The problem: Transcribe the tail of the listing: start at the line containing "For the evaluation set, indicate each instance of the notice" and stop after the last line, keeping every character as is and adding nothing.

[Object position labeling entries]
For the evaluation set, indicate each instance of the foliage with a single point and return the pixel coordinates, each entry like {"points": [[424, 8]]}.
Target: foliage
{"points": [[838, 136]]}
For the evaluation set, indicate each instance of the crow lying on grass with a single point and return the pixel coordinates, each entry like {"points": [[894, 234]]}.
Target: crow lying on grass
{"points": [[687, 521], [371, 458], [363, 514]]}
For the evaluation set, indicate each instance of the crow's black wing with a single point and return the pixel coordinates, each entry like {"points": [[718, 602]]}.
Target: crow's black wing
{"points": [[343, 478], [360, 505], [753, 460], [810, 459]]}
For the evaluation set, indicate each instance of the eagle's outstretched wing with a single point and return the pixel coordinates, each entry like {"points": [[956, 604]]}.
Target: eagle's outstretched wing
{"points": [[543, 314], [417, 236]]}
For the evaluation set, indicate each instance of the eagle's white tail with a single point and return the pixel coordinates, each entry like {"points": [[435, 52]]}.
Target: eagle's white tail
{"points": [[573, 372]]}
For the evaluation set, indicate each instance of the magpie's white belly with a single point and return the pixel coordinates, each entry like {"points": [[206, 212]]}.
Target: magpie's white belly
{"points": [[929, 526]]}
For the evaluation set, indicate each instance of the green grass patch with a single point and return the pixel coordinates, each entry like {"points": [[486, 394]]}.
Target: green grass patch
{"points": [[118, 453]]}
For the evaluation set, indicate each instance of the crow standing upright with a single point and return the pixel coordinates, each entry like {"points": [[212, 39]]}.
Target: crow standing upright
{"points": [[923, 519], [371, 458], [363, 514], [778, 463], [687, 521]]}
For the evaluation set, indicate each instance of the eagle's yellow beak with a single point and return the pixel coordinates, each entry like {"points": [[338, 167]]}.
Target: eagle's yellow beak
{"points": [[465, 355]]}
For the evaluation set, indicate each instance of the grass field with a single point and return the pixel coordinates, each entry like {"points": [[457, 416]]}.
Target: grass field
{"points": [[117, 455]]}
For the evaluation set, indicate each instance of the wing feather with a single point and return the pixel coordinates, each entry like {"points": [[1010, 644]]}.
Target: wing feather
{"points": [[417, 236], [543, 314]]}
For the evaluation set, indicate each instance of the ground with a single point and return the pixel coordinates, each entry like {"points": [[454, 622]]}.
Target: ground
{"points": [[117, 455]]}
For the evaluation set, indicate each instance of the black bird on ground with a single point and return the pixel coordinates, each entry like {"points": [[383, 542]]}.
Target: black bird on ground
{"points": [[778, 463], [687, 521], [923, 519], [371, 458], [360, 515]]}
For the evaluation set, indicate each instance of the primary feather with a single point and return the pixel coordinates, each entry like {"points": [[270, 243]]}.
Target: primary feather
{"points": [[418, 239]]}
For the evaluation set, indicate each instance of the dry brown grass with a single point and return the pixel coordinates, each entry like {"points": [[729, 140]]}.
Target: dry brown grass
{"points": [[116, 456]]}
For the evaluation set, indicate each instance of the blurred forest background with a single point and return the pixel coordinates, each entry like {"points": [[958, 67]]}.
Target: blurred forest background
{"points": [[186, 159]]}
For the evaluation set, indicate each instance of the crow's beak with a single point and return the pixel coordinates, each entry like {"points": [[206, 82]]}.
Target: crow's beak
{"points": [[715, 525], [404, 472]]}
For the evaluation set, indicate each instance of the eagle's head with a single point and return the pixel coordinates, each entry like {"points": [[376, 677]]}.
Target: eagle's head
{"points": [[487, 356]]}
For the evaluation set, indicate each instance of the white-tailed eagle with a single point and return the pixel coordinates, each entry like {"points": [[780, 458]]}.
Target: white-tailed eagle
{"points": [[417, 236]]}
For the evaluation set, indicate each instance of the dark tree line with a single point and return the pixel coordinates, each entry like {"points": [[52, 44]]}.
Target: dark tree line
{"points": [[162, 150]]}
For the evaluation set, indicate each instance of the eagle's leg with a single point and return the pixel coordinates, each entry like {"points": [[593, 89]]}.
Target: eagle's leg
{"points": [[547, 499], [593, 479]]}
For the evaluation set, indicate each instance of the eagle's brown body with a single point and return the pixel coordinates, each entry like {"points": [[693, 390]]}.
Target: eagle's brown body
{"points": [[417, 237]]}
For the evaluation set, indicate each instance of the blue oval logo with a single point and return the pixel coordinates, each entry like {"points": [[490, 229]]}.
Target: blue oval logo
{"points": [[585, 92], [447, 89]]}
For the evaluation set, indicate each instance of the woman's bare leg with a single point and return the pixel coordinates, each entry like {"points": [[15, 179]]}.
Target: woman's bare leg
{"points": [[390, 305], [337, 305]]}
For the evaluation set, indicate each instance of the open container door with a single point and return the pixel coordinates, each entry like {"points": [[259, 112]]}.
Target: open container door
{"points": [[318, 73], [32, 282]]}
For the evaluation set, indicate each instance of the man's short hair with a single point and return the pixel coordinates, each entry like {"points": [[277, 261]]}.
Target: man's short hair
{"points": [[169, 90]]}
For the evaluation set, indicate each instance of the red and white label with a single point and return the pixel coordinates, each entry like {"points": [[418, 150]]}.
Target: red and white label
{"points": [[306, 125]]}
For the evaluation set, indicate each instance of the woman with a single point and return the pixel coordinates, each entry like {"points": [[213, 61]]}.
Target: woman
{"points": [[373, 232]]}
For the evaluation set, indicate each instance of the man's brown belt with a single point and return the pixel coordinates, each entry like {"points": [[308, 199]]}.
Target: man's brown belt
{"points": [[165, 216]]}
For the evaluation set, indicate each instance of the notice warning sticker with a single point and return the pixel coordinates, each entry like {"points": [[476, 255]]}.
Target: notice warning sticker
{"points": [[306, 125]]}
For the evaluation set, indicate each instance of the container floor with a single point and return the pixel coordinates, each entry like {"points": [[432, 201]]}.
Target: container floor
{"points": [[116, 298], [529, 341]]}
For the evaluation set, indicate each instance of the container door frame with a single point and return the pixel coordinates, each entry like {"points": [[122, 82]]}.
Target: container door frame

Correct result:
For the evaluation set, indicate each instance of the notice warning sticker with a single point and return the pixel coordinates, each entry like {"points": [[476, 255]]}.
Target: notice warning sticker
{"points": [[306, 125]]}
For the evaluation set, indicate each instance of the container floor with a single point and return the pixel coordinates, each entry like {"points": [[432, 201]]}.
Target: container floor
{"points": [[116, 298], [529, 341]]}
For the evaluation set, indicate each instance of the container door frame with a single point and return the pixel coordinates, each entry like {"points": [[122, 82]]}.
Target: container door frame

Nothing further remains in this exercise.